• SELECTED PASSAGE
0

I have the following mallet command (for v 2.0.8 (May 3,2016)) under Linux 2.6.32-696.18.7.el6.x86_6 and Java SE Runtime Environment (build 1.7.0_05-b06):

bin/mallet train-topics --input html/$1/topic --num-topics $1 \
--output-doc-topics result  \
--output-topic-docs top.gz
--optimize-interval 10 \
--num-threads 20 \
--output-topic-keys keys.txt \
--optimize-interval 10

but after 1000 iterations I only get this output:

<1000> LL/token: -8.98037
Total time: 1 hours 47 minutes 18 seconds
Exception in thread "main" java.lang.ClassCastException: java.net.URI cannot be cast to java.lang.String
        at cc.mallet.topics.ParallelTopicModel.printTopicDocuments(ParallelTopicModel.java:1773)
        at cc.mallet.topics.tui.TopicTrainer.main(TopicTrainer.java:281)
Any suggestions for how to what this means or how to avoid the problem? Is there a way to proceed?

Daniel Feenberg NBER

1 Answers1

0

Thanks for using Mallet! The immediate cause is that the 2.0.8 release is expecting the "Name" field to be a string, and not a URI. It looks like this was fixed in a pull request from Te Rutherford shortly after the 2.0.8 release. There should be a 2.1 pre-release available in the next few weeks.

• BRIEF A
Identify every line in the records below that contains the word "blue", and copy each of those lines out.

• EXTRACTED DATA
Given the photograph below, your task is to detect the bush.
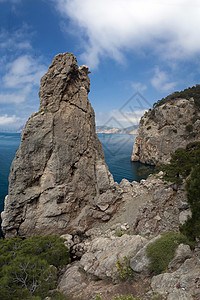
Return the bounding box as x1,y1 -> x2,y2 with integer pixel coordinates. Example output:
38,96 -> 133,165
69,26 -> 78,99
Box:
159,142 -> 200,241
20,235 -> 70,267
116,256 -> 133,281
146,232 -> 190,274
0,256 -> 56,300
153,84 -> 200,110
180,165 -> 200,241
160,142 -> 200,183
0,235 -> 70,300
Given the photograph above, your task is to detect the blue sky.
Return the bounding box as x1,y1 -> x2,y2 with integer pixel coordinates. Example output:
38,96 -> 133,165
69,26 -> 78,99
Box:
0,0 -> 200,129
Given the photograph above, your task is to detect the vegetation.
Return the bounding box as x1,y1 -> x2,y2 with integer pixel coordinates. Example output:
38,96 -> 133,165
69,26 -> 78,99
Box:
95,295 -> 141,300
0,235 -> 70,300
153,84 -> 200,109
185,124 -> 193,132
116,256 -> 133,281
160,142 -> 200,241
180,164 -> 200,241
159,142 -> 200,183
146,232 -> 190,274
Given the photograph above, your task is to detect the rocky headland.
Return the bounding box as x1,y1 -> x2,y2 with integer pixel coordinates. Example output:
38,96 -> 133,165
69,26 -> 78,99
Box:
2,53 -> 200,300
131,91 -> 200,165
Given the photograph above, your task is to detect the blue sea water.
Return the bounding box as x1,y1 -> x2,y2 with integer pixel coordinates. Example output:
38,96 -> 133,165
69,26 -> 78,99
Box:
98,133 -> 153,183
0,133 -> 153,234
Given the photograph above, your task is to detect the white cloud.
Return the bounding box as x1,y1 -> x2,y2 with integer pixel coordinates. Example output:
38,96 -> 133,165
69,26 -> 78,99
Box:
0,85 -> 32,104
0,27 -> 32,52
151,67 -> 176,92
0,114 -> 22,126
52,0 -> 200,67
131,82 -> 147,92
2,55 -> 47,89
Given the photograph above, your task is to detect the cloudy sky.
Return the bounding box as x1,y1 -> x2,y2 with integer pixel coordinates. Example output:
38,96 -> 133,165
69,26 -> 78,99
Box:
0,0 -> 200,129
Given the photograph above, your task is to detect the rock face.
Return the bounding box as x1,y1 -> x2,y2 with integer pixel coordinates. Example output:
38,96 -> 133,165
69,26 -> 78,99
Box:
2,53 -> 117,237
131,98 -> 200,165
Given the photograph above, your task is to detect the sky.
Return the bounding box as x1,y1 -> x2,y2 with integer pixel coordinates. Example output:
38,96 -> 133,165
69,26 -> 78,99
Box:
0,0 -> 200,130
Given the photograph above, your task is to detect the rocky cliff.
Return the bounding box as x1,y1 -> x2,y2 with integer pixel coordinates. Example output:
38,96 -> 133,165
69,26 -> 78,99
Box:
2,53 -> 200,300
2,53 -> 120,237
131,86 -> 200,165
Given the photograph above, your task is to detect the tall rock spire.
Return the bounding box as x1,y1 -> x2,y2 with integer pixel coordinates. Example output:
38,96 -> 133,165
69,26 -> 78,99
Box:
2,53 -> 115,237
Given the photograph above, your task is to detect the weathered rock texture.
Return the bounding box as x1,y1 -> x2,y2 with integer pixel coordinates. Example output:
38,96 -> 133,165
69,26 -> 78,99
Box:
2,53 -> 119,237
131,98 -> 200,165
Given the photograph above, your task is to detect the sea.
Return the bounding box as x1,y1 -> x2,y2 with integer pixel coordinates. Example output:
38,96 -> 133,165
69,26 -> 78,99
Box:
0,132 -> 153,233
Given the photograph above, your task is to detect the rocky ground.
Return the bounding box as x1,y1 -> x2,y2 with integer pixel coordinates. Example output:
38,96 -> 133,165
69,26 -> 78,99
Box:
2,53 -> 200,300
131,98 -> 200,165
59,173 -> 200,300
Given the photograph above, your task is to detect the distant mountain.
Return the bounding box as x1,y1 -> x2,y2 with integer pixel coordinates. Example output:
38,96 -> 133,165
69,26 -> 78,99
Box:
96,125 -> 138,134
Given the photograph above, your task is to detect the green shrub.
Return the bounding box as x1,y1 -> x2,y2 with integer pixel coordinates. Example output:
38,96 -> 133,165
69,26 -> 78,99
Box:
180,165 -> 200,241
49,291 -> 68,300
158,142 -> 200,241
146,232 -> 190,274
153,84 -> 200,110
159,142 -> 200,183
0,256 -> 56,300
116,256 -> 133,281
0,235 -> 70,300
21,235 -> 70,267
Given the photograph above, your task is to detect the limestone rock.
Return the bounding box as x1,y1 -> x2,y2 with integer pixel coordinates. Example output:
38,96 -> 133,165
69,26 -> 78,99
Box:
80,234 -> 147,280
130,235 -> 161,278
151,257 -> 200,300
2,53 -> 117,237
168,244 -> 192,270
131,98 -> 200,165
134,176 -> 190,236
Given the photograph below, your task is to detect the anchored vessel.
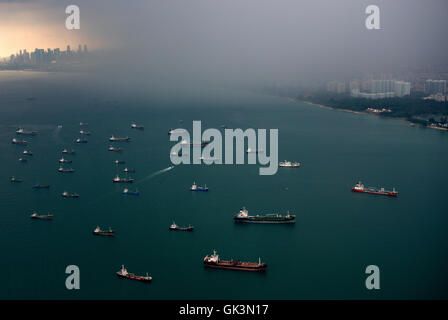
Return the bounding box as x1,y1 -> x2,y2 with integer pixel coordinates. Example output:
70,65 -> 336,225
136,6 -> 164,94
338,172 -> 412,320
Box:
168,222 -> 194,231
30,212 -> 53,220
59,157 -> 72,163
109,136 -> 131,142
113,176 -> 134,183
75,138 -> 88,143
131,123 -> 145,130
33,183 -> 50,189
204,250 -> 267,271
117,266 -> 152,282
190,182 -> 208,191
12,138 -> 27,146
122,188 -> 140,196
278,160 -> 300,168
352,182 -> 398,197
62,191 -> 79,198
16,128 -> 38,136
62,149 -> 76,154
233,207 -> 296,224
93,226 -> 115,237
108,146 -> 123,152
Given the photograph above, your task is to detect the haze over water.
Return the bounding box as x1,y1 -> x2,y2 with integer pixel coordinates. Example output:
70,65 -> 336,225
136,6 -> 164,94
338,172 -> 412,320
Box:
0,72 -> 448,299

• BRIEF B
Swap "pull request" for "patch" and give the Mallet thread again, everything from "<1000> LL/token: -8.98037" down to "next few weeks.".

• WRITTEN ANSWER A
Given the photograph above, your task is to detect the blue sky.
Given the photograph above, your task is to detect the blue sea water.

• WRITTEN ANSWER B
<1000> LL/token: -8.98037
Total time: 1 hours 47 minutes 18 seconds
Exception in thread "main" java.lang.ClassCastException: java.net.URI cannot be cast to java.lang.String
        at cc.mallet.topics.ParallelTopicModel.printTopicDocuments(ParallelTopicModel.java:1773)
        at cc.mallet.topics.tui.TopicTrainer.main(TopicTrainer.java:281)
Any suggestions for how to what this means or how to avoid the problem? Is there a way to proceed?

Daniel Feenberg NBER

1 Answers1

0

Thanks for using Mallet! The immediate cause is that the 2.0.8 release is expecting the "Name" field to be a string, and not a URI. It looks like this was fixed in a patch from Te Rutherford shortly after the 2.0.8 release. There should be a 2.1 pre-release available in the next few weeks.